#### [Direction]
Return all the entries exactly, keeping pictures out.

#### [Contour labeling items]
- - -
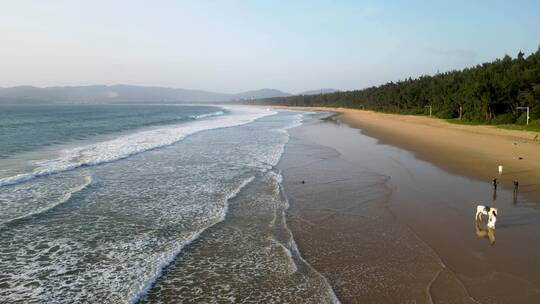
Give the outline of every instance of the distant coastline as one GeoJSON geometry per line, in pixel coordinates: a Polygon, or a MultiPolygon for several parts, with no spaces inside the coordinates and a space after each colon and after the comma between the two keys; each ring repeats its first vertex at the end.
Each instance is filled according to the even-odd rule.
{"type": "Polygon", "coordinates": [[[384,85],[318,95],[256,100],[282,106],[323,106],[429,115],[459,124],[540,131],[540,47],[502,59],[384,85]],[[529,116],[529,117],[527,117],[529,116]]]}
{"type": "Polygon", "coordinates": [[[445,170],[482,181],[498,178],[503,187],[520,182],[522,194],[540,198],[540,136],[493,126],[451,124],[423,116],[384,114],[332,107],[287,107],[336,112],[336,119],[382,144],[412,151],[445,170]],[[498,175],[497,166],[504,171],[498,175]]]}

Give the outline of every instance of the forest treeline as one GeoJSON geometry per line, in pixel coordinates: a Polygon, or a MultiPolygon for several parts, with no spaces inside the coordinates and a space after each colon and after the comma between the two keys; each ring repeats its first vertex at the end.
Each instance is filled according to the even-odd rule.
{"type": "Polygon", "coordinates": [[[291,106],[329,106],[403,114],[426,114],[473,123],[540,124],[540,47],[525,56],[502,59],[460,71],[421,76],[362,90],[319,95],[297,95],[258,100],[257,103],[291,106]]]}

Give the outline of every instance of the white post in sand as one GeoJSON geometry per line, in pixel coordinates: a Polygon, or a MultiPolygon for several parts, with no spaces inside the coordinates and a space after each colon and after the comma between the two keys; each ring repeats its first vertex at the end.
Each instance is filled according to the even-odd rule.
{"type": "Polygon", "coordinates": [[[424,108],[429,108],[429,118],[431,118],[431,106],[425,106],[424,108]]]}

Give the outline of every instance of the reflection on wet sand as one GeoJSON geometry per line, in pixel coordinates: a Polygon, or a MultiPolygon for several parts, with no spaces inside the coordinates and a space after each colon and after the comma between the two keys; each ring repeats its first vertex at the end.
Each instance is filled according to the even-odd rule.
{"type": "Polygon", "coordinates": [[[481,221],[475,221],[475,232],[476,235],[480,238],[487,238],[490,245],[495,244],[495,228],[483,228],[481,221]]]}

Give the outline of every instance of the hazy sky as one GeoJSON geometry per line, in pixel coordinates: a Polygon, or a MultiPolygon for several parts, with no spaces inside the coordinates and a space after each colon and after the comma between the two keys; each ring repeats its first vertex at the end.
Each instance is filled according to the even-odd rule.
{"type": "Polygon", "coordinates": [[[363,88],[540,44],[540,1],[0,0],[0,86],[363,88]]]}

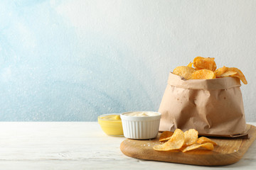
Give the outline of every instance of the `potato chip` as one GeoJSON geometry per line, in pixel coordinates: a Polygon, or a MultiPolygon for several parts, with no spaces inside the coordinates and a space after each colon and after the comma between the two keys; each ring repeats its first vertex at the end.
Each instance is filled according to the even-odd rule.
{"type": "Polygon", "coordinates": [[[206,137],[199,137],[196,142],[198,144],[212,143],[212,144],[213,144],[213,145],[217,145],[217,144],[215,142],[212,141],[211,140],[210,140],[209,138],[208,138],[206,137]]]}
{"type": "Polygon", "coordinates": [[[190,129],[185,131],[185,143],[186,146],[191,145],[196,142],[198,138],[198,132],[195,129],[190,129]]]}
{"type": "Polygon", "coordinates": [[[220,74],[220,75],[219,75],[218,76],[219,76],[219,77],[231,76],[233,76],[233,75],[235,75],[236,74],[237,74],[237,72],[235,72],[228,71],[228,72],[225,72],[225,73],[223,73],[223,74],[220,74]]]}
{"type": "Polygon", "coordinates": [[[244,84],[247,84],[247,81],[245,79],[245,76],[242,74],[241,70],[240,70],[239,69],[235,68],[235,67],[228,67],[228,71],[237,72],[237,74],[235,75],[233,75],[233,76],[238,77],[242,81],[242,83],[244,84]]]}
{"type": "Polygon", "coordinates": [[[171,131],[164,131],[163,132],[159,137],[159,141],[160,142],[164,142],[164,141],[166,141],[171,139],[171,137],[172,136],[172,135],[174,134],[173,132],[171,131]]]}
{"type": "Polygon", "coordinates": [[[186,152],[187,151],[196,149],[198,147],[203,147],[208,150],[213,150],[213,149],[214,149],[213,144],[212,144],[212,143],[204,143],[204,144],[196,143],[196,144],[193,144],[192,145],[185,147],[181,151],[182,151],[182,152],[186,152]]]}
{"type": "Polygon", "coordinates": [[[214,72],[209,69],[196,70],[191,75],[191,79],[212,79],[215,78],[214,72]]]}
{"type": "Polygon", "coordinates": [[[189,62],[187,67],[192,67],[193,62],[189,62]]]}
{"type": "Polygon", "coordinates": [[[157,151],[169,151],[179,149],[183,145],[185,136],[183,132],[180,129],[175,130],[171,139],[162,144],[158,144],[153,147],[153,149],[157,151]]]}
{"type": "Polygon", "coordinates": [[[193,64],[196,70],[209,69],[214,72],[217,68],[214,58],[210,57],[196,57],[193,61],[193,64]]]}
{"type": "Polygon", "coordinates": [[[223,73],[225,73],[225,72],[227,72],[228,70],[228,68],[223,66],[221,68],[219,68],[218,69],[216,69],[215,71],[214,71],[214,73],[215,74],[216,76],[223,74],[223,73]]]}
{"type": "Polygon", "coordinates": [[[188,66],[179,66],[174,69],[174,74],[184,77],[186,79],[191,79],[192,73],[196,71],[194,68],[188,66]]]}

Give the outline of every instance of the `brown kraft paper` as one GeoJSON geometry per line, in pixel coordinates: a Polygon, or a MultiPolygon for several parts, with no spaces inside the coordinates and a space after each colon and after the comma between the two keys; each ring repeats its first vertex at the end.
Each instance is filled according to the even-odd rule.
- - -
#### [Exercise result]
Give the outline of every instance of the distant coastline as one GeoJSON geometry per line, in pixel coordinates: a Polygon, or a MultiPolygon for several parts, with no spaces inside the coordinates and a space after each colon and after the comma between the two keys; each ring repeats its first vertex at the end.
Each instance is filled according to the even-odd rule.
{"type": "Polygon", "coordinates": [[[384,85],[318,95],[256,100],[282,106],[323,106],[429,115],[459,124],[540,131],[540,47],[502,59],[384,85]],[[529,116],[529,117],[527,117],[529,116]]]}
{"type": "Polygon", "coordinates": [[[445,170],[482,181],[498,178],[503,187],[520,182],[522,194],[540,198],[540,136],[493,126],[451,124],[423,116],[384,114],[332,107],[287,107],[336,112],[336,119],[382,144],[412,151],[445,170]],[[498,175],[497,166],[504,171],[498,175]]]}

Give the outline of every instance of the forest treeline as one GeoJSON geometry per line, in pixel coordinates: a Polygon, or a MultiPolygon for several parts, with no spaces inside the coordinates and a space after each colon and after the comma between the two keys; each ring repeats its first vertex at the end.
Each instance is filled according to the even-odd rule.
{"type": "Polygon", "coordinates": [[[291,106],[329,106],[403,114],[426,114],[473,123],[540,124],[540,47],[525,56],[502,59],[460,71],[421,76],[362,90],[319,95],[297,95],[258,100],[257,103],[291,106]]]}

Give the outline of every instance of the white post in sand as one GeoJSON geometry per line, in pixel coordinates: a Polygon, or a MultiPolygon for several parts, with no spaces inside the coordinates and a space after each colon and after the comma between the two keys; each ring repeats its first vertex at the end.
Each instance is filled according to the even-odd rule.
{"type": "Polygon", "coordinates": [[[424,108],[429,108],[429,118],[431,118],[431,106],[425,106],[424,108]]]}

Give the outline of every instance of the reflection on wet sand as one GeoJSON geometry per line, in pixel coordinates: a Polygon, or a MultiPolygon for several parts, with no spaces inside the coordinates and a space after each colon and after the comma between the two keys; each ring repeats its first vertex at the end.
Each instance is filled according to the even-odd rule.
{"type": "Polygon", "coordinates": [[[481,221],[475,221],[475,232],[476,235],[480,238],[487,238],[490,245],[495,244],[495,228],[483,228],[481,221]]]}

Give the outline of every instance of the hazy sky as one GeoJSON geometry per line, in pixel coordinates: a Polygon, or a MultiPolygon for several parts, with no spaces inside the coordinates and a space after each colon and after the comma between the two keys; each ring repeats its first vertex at the end.
Each instance is filled according to the even-odd rule.
{"type": "Polygon", "coordinates": [[[363,88],[540,44],[540,1],[0,0],[0,86],[363,88]]]}

Give the outline of every instance of the `potato chip` as one GeoJSON geometry per line, in pixel coordinates: a Polygon, or a MultiPolygon for several parts, with no spaces inside the coordinates and a space after each colon and after the comma between the two keys; each ring repeats its first vertex at the end.
Each instance is filled according to the even-odd rule.
{"type": "Polygon", "coordinates": [[[206,137],[199,137],[196,142],[198,144],[212,143],[212,144],[213,144],[213,145],[217,145],[217,144],[215,142],[212,141],[211,140],[210,140],[209,138],[208,138],[206,137]]]}
{"type": "Polygon", "coordinates": [[[190,129],[185,131],[185,143],[186,146],[191,145],[196,142],[198,138],[198,132],[195,129],[190,129]]]}
{"type": "Polygon", "coordinates": [[[220,74],[220,75],[219,75],[218,76],[219,76],[219,77],[231,76],[233,76],[233,75],[235,75],[236,74],[237,74],[237,72],[235,72],[228,71],[228,72],[225,72],[225,73],[223,73],[223,74],[220,74]]]}
{"type": "Polygon", "coordinates": [[[244,84],[247,84],[247,81],[245,79],[245,76],[242,74],[241,70],[240,70],[239,69],[235,68],[235,67],[228,67],[228,71],[237,72],[237,74],[235,75],[233,75],[233,76],[238,77],[242,81],[242,83],[244,84]]]}
{"type": "Polygon", "coordinates": [[[171,131],[164,131],[163,132],[159,137],[159,141],[160,142],[164,142],[164,141],[166,141],[171,139],[171,137],[172,136],[172,135],[174,134],[173,132],[171,131]]]}
{"type": "Polygon", "coordinates": [[[186,152],[187,151],[196,149],[198,147],[203,147],[208,150],[213,150],[213,149],[214,149],[213,144],[212,144],[212,143],[204,143],[204,144],[196,143],[196,144],[193,144],[192,145],[185,147],[181,151],[182,151],[182,152],[186,152]]]}
{"type": "Polygon", "coordinates": [[[214,72],[209,69],[196,70],[191,75],[191,79],[212,79],[215,78],[214,72]]]}
{"type": "Polygon", "coordinates": [[[189,62],[187,67],[192,67],[193,62],[189,62]]]}
{"type": "Polygon", "coordinates": [[[157,151],[169,151],[179,149],[183,145],[185,136],[183,132],[180,129],[175,130],[171,139],[162,144],[158,144],[153,147],[153,149],[157,151]]]}
{"type": "Polygon", "coordinates": [[[193,64],[196,70],[209,69],[214,72],[217,68],[214,58],[210,57],[196,57],[193,61],[193,64]]]}
{"type": "Polygon", "coordinates": [[[223,73],[225,73],[225,72],[227,72],[228,70],[228,68],[223,66],[221,68],[219,68],[218,69],[216,69],[215,71],[214,71],[214,73],[215,74],[216,76],[223,74],[223,73]]]}
{"type": "Polygon", "coordinates": [[[188,66],[179,66],[174,69],[174,74],[184,77],[186,79],[191,79],[192,73],[196,71],[194,68],[188,66]]]}

Give the outline of every instance of the `brown kraft paper` as one GeoJSON geometry per line, in pixel coordinates: a Polygon, or a MultiPolygon for several parts, with no spaces inside the coordinates and a space after each colon and after the comma between the two keys; each ring repeats its first vertex at the end.
Each instance is filled according to the even-odd rule.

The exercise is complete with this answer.